• **DATA RECORDS**

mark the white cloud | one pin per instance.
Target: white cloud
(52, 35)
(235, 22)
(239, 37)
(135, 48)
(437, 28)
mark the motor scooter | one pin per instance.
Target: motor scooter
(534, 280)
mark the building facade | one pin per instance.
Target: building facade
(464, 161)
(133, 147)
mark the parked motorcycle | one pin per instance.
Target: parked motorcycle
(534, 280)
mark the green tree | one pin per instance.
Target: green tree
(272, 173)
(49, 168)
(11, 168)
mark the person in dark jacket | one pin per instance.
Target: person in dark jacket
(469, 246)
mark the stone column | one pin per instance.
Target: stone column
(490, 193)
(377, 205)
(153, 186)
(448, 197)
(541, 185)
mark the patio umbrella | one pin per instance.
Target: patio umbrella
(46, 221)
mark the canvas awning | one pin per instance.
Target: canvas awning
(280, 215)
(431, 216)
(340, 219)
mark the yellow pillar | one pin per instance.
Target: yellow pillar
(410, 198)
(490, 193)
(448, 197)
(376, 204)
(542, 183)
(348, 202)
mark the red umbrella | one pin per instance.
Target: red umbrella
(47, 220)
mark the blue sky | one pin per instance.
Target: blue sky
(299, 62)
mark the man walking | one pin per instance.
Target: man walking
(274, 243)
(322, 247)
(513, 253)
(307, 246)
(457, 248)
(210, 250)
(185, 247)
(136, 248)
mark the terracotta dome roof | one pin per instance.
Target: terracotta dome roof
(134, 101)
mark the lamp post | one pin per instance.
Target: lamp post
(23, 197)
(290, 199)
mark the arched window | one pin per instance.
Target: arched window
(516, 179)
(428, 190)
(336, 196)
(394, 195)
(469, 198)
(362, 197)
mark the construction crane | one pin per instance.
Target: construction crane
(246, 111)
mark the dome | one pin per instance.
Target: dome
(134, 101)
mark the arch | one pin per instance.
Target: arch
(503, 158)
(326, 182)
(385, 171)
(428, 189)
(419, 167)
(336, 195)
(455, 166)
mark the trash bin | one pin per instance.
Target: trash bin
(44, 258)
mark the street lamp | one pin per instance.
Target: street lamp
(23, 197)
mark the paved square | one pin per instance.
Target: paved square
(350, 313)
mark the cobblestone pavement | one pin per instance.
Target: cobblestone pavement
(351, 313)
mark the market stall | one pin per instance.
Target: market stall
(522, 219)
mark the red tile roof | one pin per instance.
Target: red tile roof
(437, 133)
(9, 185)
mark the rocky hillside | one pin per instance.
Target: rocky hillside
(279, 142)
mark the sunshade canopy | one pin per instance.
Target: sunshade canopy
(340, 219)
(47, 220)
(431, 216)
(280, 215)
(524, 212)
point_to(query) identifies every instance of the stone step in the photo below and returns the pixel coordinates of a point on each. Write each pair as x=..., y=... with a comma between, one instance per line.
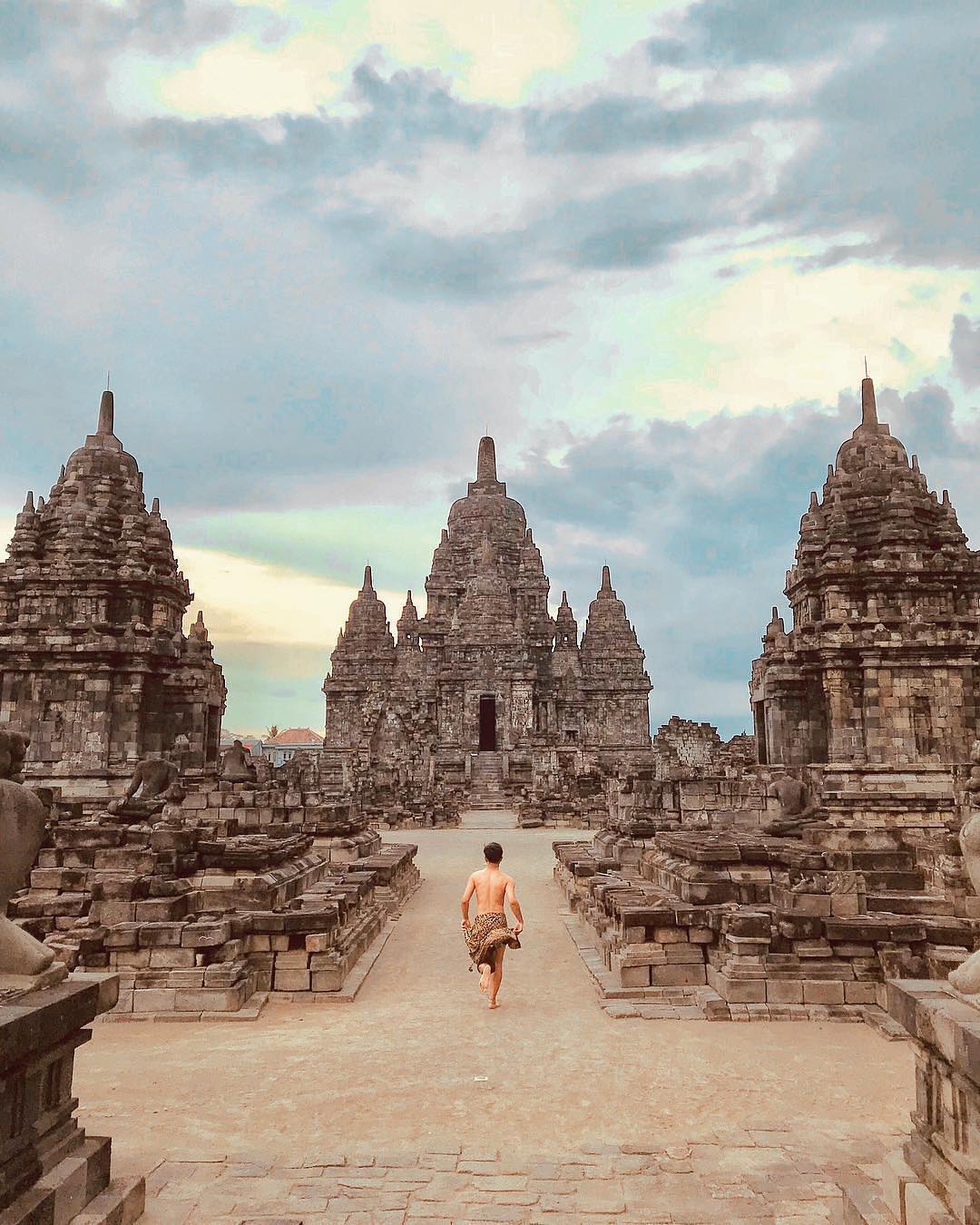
x=122, y=1203
x=900, y=903
x=872, y=860
x=65, y=1190
x=902, y=881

• **YOUR OBJECTIVE**
The material above is to be set down exactly, with pictures removed.

• **RESPONSE TO THIS EXERCISE**
mark the white cloud | one pin per instance.
Target: white cloud
(52, 35)
(235, 22)
(239, 37)
(135, 48)
(437, 28)
mark the motor scooter | one pin per instance.
Target: motor scooter
(534, 280)
mark the building facade | one pin per instance.
Target: building facade
(464, 161)
(133, 147)
mark the parked motorcycle | one pin per instance.
Target: parked motorcycle
(534, 280)
mark the green tree | one pin per instance.
Target: green tree
(272, 173)
(49, 168)
(11, 168)
mark the person in dark jacket | one pin per instance.
Target: person in dark jacket
(469, 246)
mark the stone column | one pin per instance.
Target: stone column
(490, 193)
(377, 205)
(153, 186)
(448, 197)
(541, 185)
mark the patio umbrella | one pin per instance.
Target: patio umbrella
(46, 221)
mark the canvas awning | one pin per instance.
Target: canvas awning
(280, 215)
(431, 216)
(340, 219)
mark the yellow pillar | one pin per instance.
Target: yellow pillar
(410, 198)
(490, 193)
(448, 197)
(376, 204)
(542, 183)
(348, 202)
mark the red umbrella | one pin per instance.
Target: red umbrella
(47, 220)
mark the blue sky | one pin per instance.
Target: blue sky
(299, 62)
mark the man walking | one pin per instance.
Target: man walking
(274, 243)
(322, 247)
(513, 253)
(307, 246)
(457, 248)
(210, 250)
(185, 247)
(136, 248)
mark the terracotta dome roof | one pin per instance.
Target: terracotta dome roof
(134, 101)
mark the lamp post | one pin per instance.
Target: lamp post
(23, 197)
(290, 199)
mark the arched window | one pin per instance.
Target: arched window
(516, 179)
(428, 190)
(336, 196)
(394, 195)
(469, 198)
(362, 197)
mark the construction crane | one pin per instance.
Target: construction crane
(246, 111)
mark the dome | one pin per instance.
Target: dome
(134, 101)
mark the arch | one pin per instance.
Target: arch
(503, 158)
(326, 182)
(385, 171)
(428, 189)
(419, 167)
(336, 195)
(455, 166)
mark the trash bin | one pin per instance.
Target: trash bin
(44, 258)
mark the street lamp | one pin per instance.
Target: street lamp
(23, 197)
mark the paved square | one pin per instance.
Target: paved square
(350, 313)
mark the cobblestone pavement | one pin per instance.
Target: cobblestone pavement
(351, 313)
mark the market stall | one pin per instance.
Target: market stall
(522, 219)
mark the red tile roof | one pin per instance.
Target: red tile roof
(437, 133)
(9, 185)
mark the rocky hillside | one pin per instance.
Target: rocky hillside
(279, 142)
mark the sunshade canopy | one pin per instance.
Target: sunshade canopy
(340, 219)
(47, 220)
(431, 216)
(280, 215)
(524, 212)
point_to(query) identifies every instance of the stone step in the photo below and returns the pixel coordinates of a point on each. Write each pair as x=..., y=... with a comma between, one instance per line.
x=122, y=1203
x=900, y=903
x=872, y=860
x=65, y=1190
x=902, y=881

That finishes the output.